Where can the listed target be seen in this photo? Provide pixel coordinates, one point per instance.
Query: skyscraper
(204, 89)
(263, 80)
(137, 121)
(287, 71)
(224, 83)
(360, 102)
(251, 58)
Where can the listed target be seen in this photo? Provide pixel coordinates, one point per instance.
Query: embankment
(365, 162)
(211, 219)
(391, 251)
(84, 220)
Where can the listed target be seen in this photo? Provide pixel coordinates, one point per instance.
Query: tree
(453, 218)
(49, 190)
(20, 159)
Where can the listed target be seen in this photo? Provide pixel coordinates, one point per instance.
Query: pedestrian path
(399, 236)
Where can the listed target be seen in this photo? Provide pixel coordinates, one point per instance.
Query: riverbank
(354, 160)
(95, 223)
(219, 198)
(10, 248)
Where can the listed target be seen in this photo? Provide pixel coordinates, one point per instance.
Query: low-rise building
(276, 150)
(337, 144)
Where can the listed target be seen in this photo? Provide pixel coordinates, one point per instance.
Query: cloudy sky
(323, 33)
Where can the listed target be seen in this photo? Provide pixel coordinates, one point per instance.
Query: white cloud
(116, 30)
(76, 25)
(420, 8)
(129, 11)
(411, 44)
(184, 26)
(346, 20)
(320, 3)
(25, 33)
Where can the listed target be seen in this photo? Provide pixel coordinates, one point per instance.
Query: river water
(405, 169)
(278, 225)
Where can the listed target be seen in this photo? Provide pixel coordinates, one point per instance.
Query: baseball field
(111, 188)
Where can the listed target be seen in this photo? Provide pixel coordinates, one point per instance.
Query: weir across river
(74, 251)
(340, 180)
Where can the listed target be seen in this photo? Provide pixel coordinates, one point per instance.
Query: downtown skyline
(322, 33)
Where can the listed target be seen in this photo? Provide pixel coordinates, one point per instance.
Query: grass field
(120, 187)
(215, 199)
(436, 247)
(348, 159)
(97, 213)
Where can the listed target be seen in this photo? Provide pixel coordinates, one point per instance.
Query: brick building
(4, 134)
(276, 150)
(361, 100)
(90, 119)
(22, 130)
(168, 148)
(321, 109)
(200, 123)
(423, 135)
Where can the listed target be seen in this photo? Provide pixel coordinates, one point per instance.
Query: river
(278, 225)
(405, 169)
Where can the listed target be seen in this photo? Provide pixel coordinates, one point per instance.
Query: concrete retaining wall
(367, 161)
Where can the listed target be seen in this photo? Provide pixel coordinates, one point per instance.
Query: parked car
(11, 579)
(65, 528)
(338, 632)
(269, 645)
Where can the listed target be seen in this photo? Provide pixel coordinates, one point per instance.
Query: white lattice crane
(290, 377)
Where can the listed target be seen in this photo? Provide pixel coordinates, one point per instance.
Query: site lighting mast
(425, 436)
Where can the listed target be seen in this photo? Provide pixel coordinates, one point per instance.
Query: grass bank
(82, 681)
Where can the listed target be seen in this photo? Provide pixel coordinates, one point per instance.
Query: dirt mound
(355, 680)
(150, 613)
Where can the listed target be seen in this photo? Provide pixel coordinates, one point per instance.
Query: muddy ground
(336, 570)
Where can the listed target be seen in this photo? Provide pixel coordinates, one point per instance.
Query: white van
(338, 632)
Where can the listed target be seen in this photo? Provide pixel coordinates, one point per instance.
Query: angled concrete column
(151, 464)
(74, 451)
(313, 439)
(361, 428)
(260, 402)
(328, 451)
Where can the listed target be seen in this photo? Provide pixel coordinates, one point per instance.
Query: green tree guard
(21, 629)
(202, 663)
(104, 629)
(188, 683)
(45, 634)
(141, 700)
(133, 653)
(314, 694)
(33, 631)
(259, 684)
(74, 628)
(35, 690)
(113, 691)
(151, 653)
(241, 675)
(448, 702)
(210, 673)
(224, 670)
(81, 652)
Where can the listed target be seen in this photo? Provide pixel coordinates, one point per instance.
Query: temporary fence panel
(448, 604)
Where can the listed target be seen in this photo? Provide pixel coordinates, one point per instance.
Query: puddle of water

····················

Exercise prompt -
Return the whole listing exactly, with every line included.

Exercise solution -
Where can the listed target be seen in this photo? Provide pixel coordinates, one point per instance.
Query: skyscraper
(204, 89)
(263, 80)
(137, 121)
(287, 71)
(224, 83)
(360, 102)
(251, 58)
Where can the listed target be seen in this photo? Provide pixel coordinates, one point per instance.
Query: embankment
(365, 162)
(211, 219)
(391, 251)
(84, 220)
Where can the listed target be seen in this photo? Provide pixel coordinates, one point per instance.
Query: tree
(453, 218)
(49, 190)
(20, 159)
Where can the listed target be seen in this photo? Provide pixel coordinates, one point per instance.
Query: pedestrian path
(399, 236)
Where can the listed target be seen in this photo? Provide pixel coordinates, one point per instance.
Query: riverbank
(354, 160)
(95, 223)
(219, 198)
(10, 248)
Where can the listed target be seen in this photo? Provide pixel coordinates, one point per instance.
Query: low-rise building
(276, 150)
(337, 144)
Where can the listed target be seen in this photo? Provide pixel coordinates, one point per instance.
Query: cloudy sky
(323, 33)
Where can the listed target be seen in this photo? Provide pixel coordinates, one point per instance.
Query: white cloud
(116, 30)
(76, 25)
(420, 8)
(129, 11)
(411, 44)
(184, 26)
(346, 20)
(320, 3)
(25, 33)
Where can the listed target be seen in this photo? Provide pixel coordinates, one point per instance.
Query: river water
(405, 169)
(278, 225)
Where can the listed target be seen in this photo? Provide pixel coordinates, one point per instance.
Query: baseball field
(111, 188)
Where can the listed target be seen in this photo? Provide pixel coordinates, one point per instance.
Query: weir across river
(74, 251)
(340, 180)
Where can the listed target be seen in this photo? Provide pixel coordinates, one point per instance.
Query: downtown skyline
(322, 33)
Where can the listed target be seen in this photo? Provide pixel coordinates, one point per instance.
Query: grass field
(120, 187)
(215, 199)
(436, 247)
(348, 159)
(97, 213)
Where can the listed target be seen in this photo? Provide pixel coordinates, one point per instance.
Query: brick building
(4, 134)
(276, 150)
(361, 100)
(90, 119)
(22, 130)
(168, 148)
(321, 109)
(200, 123)
(423, 135)
Where can the listed target be seen in this photo? Provide pixel coordinates, one point per instance.
Query: river
(278, 225)
(405, 169)
Where can the listed target be seen in this photo? Provide pixel coordinates, one point per instance.
Query: concrete retaining wall
(367, 161)
Where can the listed target be seen in this photo? Provide pixel coordinates, one point per instance.
Query: parked car
(11, 579)
(65, 528)
(338, 632)
(269, 645)
Where can the listed target be seen in this photo? Provide pixel coordinates, one point per instance.
Query: white lattice crane
(290, 377)
Where can the listed target be seen in this photo? Provide pixel coordinates, one point per instance.
Query: site lighting mast
(425, 436)
Where can the listed target be seen in this photo? Provide pixel coordinates, one point per instance.
Query: grass bank
(82, 681)
Where can the listed target be seen in this photo? Provide pixel coordinates, one point per instance.
Query: dirt mound
(355, 680)
(150, 613)
Where can the listed target be seen in this photo? Provide pixel coordinates, one point per instance.
Query: muddy ground
(336, 570)
Where can the listed target be seen in this photo? Provide pixel coordinates, one point per instance.
Query: white van
(338, 632)
Where can the listed target be seen in this photo? Provide pixel coordinates, one point per instance.
Query: angled concrete column
(151, 464)
(74, 451)
(313, 439)
(361, 428)
(260, 402)
(328, 451)
Where can the listed target be seen in this photo? Provide pixel coordinates, one point per instance.
Query: green tree guard
(21, 629)
(202, 663)
(104, 629)
(188, 683)
(45, 634)
(141, 700)
(133, 653)
(314, 694)
(33, 631)
(259, 684)
(74, 628)
(35, 690)
(113, 691)
(151, 653)
(241, 675)
(448, 702)
(210, 673)
(224, 670)
(81, 652)
Where can the listed target be seen in this photo? Provide pixel coordinates, one point per instance.
Query: temporary fence panel
(448, 604)
Where can the listed target be seen in this photo? Provide pixel coordinates, one point per instance.
Query: puddle of water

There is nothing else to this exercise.